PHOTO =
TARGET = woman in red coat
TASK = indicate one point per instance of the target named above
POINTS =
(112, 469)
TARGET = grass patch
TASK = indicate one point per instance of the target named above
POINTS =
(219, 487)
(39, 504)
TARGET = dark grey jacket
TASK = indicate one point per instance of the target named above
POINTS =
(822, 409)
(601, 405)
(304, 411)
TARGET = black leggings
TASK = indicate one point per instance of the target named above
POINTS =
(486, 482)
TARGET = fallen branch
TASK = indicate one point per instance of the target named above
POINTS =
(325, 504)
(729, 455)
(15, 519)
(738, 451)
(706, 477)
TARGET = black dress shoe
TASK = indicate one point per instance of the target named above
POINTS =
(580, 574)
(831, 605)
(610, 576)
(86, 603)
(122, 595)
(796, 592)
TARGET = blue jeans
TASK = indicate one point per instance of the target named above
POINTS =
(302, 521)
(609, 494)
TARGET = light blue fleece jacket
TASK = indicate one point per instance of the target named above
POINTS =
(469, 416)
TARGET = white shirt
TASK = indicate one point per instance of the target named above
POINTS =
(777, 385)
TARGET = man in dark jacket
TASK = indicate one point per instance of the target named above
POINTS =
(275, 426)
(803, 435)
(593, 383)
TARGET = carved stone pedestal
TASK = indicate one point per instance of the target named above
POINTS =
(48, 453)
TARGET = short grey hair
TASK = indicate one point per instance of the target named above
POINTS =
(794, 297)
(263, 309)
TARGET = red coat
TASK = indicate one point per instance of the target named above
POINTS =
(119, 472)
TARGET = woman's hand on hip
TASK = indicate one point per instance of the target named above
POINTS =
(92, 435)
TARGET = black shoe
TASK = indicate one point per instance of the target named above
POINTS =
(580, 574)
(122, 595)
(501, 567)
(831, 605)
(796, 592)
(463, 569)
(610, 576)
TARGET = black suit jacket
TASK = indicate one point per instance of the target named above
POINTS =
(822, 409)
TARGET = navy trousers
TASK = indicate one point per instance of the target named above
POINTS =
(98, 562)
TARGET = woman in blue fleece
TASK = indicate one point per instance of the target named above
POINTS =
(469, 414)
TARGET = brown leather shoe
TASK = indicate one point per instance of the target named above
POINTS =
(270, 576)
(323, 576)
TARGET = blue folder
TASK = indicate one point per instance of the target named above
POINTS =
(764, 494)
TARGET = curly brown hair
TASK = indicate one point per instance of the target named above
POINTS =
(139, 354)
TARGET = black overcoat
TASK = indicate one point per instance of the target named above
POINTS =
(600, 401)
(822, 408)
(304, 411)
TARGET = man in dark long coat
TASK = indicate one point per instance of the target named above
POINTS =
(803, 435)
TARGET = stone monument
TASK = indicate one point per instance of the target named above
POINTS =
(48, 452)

- - -

Task directions —
Render all the rows above as a JSON list of strings, one string per line, with blank lines left out.

Written solution —
[
  "PHOTO =",
  "TARGET = woman in red coat",
  "TASK = indicate one point per instance of the target named above",
  "POINTS =",
  "(112, 469)",
  "TARGET = grass patch",
  "TASK = indicate one point per instance of the target named above",
  "POINTS =",
  "(219, 487)",
  "(39, 504)",
  "TARGET = dark grey jacket",
  "TASK = indicate one point per instance of the target named above",
  "POINTS =",
  "(822, 409)",
  "(601, 405)",
  "(304, 411)",
  "TARGET = black leggings",
  "TASK = indicate one point per instance of the target named above",
  "POINTS =",
  "(486, 482)",
  "TARGET = fallen branch",
  "TASK = indicate one point per instance of the target named above",
  "POINTS =",
  "(325, 504)",
  "(729, 455)",
  "(15, 519)",
  "(738, 451)",
  "(706, 477)",
  "TARGET = black dress shoe",
  "TASK = indicate one point per instance of the target named above",
  "POINTS =",
  "(580, 574)",
  "(831, 605)",
  "(610, 576)",
  "(86, 603)",
  "(122, 595)",
  "(796, 592)",
  "TARGET = blue jeans",
  "TASK = indicate one point per instance of the target named above",
  "POINTS =",
  "(302, 521)",
  "(609, 494)",
  "TARGET = light blue fleece jacket",
  "TASK = indicate one point per instance of the target named above",
  "POINTS =",
  "(469, 416)",
  "TARGET = white shirt",
  "TASK = indicate one point per instance of the target named above",
  "POINTS =",
  "(777, 385)",
  "TARGET = man in dark jacket",
  "TASK = indicate one point per instance of the target named above",
  "POINTS =",
  "(275, 426)",
  "(803, 435)",
  "(593, 383)",
  "TARGET = carved stone pedestal",
  "TASK = indicate one point per instance of the target named above",
  "POINTS =",
  "(48, 453)",
  "TARGET = short grey hair",
  "TASK = indicate one point per instance of the target named above",
  "POINTS =",
  "(794, 297)",
  "(263, 309)",
  "TARGET = red coat",
  "TASK = indicate one point per instance of the target named above",
  "POINTS =",
  "(119, 472)",
  "TARGET = woman's hand on hip",
  "TASK = indicate one point per instance of the target named above",
  "POINTS =",
  "(92, 435)",
  "TARGET = black shoe",
  "TASK = indicate one point per instance of the target named above",
  "POINTS =",
  "(580, 574)",
  "(122, 595)",
  "(501, 567)",
  "(831, 605)",
  "(796, 592)",
  "(463, 569)",
  "(610, 576)",
  "TARGET = black suit jacket",
  "TASK = indicate one point per instance of the target named above",
  "POINTS =",
  "(822, 409)",
  "TARGET = navy trousers",
  "TASK = indicate one point per instance of the target named above",
  "POINTS =",
  "(98, 562)",
  "TARGET = woman in blue fleece",
  "TASK = indicate one point per instance of the target named above",
  "POINTS =",
  "(469, 414)",
  "TARGET = brown leather shoe",
  "TASK = indicate one point per instance of the target named above",
  "POINTS =",
  "(270, 576)",
  "(323, 576)",
  "TARGET = blue folder",
  "TASK = indicate one point per instance of the target named above",
  "POINTS =",
  "(764, 494)",
  "TARGET = curly brown hair",
  "TASK = indicate one point per instance of the target named above",
  "POINTS =",
  "(139, 354)",
  "TARGET = black overcoat",
  "TASK = indicate one point per instance of the target named above",
  "POINTS =",
  "(600, 401)",
  "(822, 408)",
  "(304, 411)",
  "TARGET = man in dark long coat",
  "TASK = indicate one point per instance of the target named above",
  "POINTS =",
  "(803, 435)",
  "TARGET = stone monument",
  "TASK = indicate one point per instance of the target named above",
  "POINTS =",
  "(48, 452)"
]